Exercises to complete:
(1) In the column about the two-year-old Egg's report card, what is the nursery school's version of a correctional facility?
(2) Carry on the column about Egg's report card and Father's Day, picking up after its final sentence.

The two-year-old Egg received her report card this week, and I think I am the proudest dad in Gauteng.
Not because she is, according to her teacher, an extremely bright little girl with an exceptional ability to grasp the more challenging parts of the “academic” work the toddlers do at nursery school.
I can’t take any credit for that. Her mother, the lovely Snapdragon, is a highly intelligent woman, and I don’t doubt for one second that Egg has inherited any possible academic ability from her mom.
But my own genes have made a contribution. According to the teacher, Egg is not good at sharing. She refuses to use the courtesy title “miss” when she addresses her teacher. She has hand-picked the naughtiest children in her class as her best friends. And she has spent time in the parrot chair – the nursery school’s version of a correctional facility.
“Why did you have to sit on the parrot chair?” I asked Egg.
“I don’t want to talk about it,” she replied.
Well, with Father’s Day looming on Sunday, my gender is also on the parrot chair and I’m afraid the universe is pointing an extremely accusing finger at us. And today I want to talk about it.
Us men have a proud history. We have sailed the oceans, discovered continents, conquered space … yet we are failing at one of the most basic expressions of manliness: being good fathers.

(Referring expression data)
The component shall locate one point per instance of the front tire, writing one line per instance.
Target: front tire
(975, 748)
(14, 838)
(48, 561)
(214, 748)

Task-by-task answers:
(1) The parrot chair.

(2)
Almost two thirds of all children in South Africa grow up without an involved father.
Yes, it’s difficult. There’s a Haynes manual available to maintain almost any car ever built, but there’s no manual for fatherhood.
And, yes, some mothers purposefully exclude fathers from being an equal parent. And very often a dedicated father is unfairly labeled as a “deadbeat dad” because of resentment that has nothing to do with parenthood.
But the sad truth is that we are not very good at being dads.
A third of us can eat our Father’s Day lunches with pride. For the rest, it should be a day of serious introspection. In SA, we are blessed with wonderful mothers. A woman who is not a great mother is a rare exception.
But bad fathers, I’m afraid, are the rule. And that, dear reader, gives us, as a nation, very little to celebrate this weekend.